Among the entries, find each line that includes the string "shorts" and list it.

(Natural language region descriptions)
------------------------------------------------

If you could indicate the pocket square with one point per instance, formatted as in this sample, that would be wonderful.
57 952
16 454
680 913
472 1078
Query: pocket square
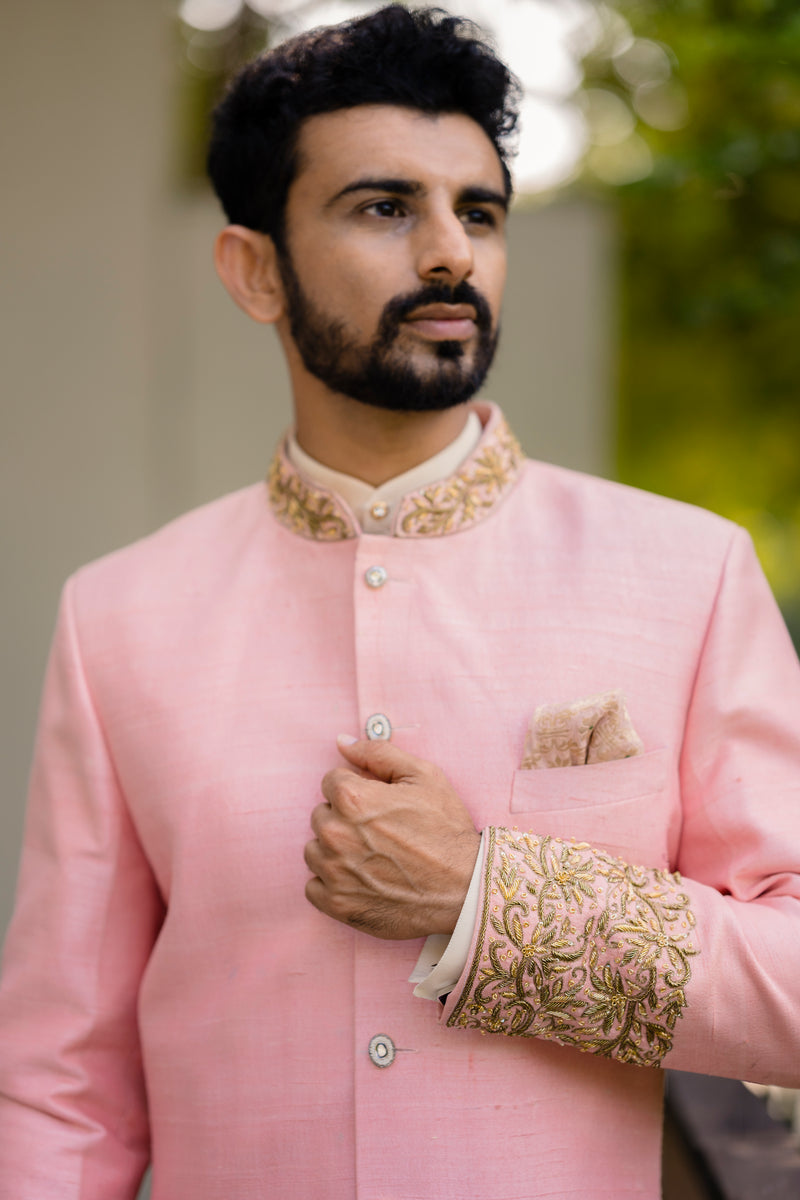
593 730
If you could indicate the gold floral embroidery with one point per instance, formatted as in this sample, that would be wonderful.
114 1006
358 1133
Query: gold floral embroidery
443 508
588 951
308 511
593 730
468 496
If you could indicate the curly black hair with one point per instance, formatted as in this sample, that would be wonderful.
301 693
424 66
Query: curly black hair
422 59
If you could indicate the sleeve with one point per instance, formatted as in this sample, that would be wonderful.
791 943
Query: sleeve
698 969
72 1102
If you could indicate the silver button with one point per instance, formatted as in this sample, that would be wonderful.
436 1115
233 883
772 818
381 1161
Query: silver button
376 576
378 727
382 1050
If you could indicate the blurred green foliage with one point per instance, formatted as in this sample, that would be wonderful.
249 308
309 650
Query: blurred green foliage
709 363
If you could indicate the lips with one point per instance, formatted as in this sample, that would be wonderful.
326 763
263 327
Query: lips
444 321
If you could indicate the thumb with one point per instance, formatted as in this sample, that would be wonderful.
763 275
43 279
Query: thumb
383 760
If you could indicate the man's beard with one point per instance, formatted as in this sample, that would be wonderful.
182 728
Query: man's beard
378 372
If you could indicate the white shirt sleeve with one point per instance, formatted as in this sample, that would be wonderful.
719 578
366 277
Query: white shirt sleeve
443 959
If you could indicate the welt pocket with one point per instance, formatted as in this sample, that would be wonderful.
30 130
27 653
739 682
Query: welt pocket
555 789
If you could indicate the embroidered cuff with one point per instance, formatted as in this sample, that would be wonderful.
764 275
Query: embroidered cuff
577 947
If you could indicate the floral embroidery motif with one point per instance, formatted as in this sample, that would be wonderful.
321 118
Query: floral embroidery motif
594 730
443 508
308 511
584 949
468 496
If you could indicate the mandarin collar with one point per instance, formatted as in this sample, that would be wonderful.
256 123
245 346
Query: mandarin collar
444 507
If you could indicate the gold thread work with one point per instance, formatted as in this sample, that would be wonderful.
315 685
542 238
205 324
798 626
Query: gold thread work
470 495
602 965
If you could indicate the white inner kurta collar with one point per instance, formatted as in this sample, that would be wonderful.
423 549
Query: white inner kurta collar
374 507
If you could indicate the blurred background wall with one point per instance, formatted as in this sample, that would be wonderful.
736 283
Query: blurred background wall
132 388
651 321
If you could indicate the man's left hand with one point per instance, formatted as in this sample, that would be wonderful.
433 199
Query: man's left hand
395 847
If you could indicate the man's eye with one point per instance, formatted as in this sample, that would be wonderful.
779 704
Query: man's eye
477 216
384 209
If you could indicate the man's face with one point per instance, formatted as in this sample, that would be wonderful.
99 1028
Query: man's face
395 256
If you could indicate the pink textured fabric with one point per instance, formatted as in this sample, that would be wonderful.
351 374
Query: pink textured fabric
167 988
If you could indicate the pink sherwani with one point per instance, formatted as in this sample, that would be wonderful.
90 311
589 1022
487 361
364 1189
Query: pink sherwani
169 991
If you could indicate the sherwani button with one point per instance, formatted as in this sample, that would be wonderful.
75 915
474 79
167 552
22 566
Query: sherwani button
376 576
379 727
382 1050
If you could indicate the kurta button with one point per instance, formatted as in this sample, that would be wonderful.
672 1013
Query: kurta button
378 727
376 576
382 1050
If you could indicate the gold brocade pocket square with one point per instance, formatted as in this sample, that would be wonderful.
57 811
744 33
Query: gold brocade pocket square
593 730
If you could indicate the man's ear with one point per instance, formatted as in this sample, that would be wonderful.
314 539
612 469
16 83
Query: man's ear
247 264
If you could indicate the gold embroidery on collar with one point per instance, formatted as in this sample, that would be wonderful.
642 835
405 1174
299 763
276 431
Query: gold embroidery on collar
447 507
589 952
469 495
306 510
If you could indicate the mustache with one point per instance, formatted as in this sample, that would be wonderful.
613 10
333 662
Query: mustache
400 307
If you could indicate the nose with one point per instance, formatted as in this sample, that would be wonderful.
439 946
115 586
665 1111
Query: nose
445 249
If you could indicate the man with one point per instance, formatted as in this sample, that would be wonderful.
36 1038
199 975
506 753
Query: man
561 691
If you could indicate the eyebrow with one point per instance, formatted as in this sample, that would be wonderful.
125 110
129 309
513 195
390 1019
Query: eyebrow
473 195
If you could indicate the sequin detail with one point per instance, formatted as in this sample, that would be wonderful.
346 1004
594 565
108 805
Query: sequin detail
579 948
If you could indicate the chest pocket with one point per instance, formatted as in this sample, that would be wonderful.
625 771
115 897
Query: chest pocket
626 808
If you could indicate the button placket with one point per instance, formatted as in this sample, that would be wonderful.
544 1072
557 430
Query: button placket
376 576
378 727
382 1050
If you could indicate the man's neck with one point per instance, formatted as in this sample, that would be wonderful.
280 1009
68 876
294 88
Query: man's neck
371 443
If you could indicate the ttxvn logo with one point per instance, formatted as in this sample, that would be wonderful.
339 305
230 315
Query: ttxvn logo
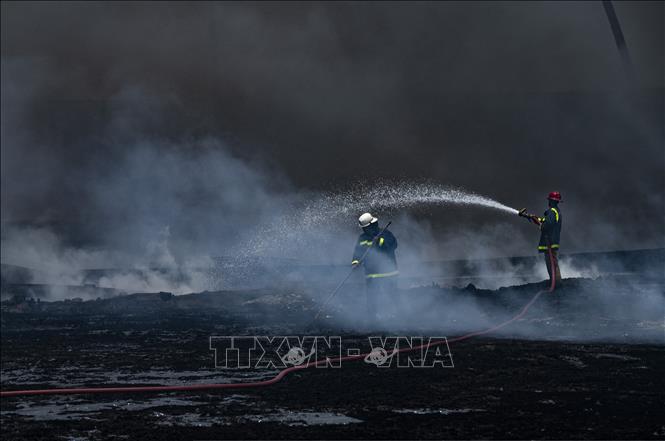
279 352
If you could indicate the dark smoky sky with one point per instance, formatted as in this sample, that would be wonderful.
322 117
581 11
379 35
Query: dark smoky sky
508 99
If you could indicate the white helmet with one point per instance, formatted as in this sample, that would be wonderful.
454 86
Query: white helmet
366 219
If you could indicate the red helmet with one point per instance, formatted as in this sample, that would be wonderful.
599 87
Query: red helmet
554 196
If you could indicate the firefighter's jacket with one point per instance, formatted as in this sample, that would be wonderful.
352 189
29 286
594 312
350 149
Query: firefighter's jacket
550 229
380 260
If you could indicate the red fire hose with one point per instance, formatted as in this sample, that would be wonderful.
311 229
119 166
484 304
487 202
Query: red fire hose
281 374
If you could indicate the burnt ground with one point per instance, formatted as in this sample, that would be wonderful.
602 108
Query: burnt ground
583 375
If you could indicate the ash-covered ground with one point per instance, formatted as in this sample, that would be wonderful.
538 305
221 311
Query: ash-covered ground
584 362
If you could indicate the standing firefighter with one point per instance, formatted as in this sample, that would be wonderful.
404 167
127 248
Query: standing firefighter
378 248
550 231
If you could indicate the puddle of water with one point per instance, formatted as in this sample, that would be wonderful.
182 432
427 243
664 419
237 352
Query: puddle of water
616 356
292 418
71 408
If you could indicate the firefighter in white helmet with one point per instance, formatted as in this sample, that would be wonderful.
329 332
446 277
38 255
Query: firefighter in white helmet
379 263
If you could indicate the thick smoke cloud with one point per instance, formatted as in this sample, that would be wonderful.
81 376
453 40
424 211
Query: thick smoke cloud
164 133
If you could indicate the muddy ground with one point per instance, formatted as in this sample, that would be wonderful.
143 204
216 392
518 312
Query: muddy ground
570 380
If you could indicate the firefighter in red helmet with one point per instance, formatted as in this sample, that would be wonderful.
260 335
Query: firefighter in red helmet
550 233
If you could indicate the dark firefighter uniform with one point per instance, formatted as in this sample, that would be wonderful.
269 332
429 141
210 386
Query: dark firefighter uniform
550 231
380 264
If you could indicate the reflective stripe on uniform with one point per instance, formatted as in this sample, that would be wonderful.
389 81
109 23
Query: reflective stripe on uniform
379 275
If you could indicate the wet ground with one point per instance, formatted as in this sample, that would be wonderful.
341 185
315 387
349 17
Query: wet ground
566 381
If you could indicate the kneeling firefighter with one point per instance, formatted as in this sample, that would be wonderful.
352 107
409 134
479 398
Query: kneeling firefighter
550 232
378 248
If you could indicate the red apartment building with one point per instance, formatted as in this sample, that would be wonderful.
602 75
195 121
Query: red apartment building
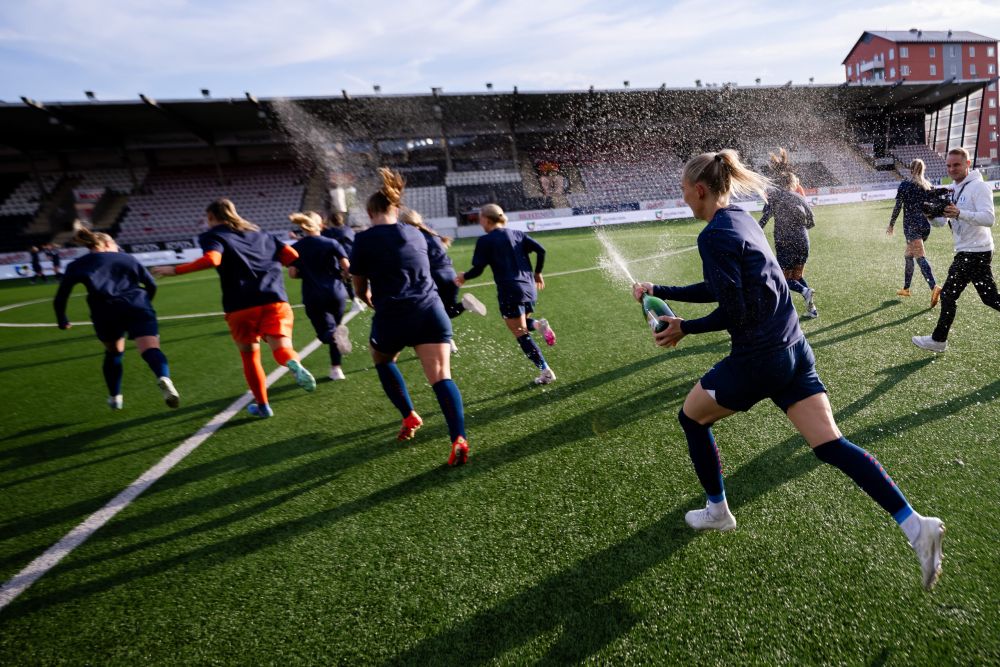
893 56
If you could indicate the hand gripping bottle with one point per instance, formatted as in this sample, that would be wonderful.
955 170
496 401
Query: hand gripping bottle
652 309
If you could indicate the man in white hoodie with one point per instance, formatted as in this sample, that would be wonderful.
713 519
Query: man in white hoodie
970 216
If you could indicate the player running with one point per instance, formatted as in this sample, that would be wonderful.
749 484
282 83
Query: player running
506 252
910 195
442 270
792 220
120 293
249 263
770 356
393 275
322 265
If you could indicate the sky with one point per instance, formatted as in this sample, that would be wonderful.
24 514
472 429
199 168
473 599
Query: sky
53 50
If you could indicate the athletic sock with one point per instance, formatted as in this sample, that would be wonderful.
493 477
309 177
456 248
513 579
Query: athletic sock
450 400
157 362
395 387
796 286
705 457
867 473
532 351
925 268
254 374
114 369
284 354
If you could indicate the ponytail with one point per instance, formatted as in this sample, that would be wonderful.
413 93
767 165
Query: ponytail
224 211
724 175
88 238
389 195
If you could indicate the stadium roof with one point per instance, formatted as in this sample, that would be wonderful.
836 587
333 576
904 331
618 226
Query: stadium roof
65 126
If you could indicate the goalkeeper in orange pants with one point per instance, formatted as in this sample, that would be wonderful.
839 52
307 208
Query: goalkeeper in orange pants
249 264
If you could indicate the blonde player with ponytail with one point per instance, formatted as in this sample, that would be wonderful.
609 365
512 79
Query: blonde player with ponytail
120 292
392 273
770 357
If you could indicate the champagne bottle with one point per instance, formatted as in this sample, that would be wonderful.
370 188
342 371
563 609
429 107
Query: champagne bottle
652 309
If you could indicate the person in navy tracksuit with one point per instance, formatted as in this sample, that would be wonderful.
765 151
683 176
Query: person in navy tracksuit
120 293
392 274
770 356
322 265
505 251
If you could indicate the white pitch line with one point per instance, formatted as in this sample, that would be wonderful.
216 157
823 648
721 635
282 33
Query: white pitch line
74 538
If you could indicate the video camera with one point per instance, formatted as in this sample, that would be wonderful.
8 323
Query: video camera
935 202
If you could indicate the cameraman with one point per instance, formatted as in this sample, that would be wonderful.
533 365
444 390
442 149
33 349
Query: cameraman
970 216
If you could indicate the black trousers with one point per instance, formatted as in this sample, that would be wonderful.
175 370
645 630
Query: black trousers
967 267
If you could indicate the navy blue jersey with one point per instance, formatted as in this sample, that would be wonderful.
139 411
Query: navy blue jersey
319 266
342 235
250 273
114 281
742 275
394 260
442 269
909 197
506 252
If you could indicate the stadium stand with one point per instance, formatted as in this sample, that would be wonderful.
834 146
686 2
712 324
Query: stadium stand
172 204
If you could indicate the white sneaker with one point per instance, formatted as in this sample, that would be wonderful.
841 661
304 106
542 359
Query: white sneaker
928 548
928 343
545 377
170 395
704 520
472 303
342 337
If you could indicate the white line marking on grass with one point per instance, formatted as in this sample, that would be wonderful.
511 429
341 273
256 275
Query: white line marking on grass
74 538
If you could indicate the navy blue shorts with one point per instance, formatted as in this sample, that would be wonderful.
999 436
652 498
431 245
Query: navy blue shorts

------------------------------------------------

Response to this task:
If you could indicate the navy blue shorts with one point per instance, formatted as in this sample, that would be wonderful.
Query: navy blue shorts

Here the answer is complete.